----- Given entries

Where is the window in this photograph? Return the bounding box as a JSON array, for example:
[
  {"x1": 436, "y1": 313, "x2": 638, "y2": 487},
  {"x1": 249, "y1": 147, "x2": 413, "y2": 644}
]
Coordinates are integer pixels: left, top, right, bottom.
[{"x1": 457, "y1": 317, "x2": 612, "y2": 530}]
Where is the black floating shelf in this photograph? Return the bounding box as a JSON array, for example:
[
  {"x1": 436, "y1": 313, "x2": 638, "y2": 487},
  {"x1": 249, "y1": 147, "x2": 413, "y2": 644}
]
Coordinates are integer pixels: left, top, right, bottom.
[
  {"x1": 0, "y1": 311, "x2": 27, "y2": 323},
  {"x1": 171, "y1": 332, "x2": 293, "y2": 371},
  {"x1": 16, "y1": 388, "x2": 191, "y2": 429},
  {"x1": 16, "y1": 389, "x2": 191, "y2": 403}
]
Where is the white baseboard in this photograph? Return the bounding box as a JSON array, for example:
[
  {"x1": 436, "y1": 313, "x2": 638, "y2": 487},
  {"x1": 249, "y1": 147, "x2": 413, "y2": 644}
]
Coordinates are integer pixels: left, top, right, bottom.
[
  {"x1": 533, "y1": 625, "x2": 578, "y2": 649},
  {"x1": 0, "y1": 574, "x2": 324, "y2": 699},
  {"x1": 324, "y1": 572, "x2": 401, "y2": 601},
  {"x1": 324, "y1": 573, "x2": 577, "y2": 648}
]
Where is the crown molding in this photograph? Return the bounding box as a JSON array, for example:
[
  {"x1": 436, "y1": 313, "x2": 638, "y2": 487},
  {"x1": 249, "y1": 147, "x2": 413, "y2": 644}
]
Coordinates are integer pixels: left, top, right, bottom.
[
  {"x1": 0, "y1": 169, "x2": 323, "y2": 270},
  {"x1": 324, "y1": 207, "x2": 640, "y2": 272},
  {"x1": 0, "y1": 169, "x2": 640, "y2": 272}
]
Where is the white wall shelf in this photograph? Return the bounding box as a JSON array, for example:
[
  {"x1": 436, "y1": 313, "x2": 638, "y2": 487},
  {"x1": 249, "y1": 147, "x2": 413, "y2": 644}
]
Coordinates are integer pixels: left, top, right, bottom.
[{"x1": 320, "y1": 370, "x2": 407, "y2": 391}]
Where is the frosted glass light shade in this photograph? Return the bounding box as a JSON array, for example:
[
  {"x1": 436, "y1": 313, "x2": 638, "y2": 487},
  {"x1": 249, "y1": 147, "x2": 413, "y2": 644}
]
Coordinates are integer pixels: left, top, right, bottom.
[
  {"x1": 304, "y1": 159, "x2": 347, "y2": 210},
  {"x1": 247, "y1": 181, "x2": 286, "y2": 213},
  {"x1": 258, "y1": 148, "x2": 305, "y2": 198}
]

----------
----- Given entries

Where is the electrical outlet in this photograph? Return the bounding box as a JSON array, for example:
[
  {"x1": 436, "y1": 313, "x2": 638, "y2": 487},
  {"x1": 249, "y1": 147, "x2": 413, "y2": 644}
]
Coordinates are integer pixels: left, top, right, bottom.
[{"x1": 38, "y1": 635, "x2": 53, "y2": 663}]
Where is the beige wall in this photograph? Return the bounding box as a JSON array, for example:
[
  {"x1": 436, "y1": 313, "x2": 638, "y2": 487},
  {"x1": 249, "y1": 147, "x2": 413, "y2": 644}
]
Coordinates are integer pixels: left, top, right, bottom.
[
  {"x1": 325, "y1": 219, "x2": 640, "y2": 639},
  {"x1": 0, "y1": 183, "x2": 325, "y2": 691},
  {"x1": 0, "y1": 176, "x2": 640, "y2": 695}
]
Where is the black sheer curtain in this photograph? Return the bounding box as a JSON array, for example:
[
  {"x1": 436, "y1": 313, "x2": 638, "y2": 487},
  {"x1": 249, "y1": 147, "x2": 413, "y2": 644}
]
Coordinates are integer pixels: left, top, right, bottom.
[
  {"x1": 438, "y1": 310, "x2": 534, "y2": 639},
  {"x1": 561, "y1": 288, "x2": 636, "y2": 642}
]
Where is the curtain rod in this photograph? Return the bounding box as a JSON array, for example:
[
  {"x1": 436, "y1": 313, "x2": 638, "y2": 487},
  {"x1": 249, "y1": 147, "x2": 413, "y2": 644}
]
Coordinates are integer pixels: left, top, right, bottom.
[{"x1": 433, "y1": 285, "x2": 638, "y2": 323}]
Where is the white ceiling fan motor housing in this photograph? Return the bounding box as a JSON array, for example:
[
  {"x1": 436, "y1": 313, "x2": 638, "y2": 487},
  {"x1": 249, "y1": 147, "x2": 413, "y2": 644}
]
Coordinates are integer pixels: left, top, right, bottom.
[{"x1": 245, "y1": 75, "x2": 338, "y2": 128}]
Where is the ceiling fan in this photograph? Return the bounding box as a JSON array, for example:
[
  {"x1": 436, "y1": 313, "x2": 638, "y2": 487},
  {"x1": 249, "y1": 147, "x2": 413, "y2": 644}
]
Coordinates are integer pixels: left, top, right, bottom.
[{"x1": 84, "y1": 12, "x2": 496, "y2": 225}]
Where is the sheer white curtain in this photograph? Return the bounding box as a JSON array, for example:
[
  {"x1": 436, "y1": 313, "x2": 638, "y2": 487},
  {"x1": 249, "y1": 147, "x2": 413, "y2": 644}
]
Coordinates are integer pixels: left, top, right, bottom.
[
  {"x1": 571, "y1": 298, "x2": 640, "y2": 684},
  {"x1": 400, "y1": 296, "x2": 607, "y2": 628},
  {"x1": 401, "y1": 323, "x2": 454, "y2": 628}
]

----------

#### Short exercise:
Find every line in the rows above that contains the word "wall", and copy each one out in full.

#### Response to the exercise:
Where is the white wall shelf in this photograph? Return the bounding box as a JSON array, for example:
Where is the beige wall in this photograph? Return the bounding box as a JSON array, for example:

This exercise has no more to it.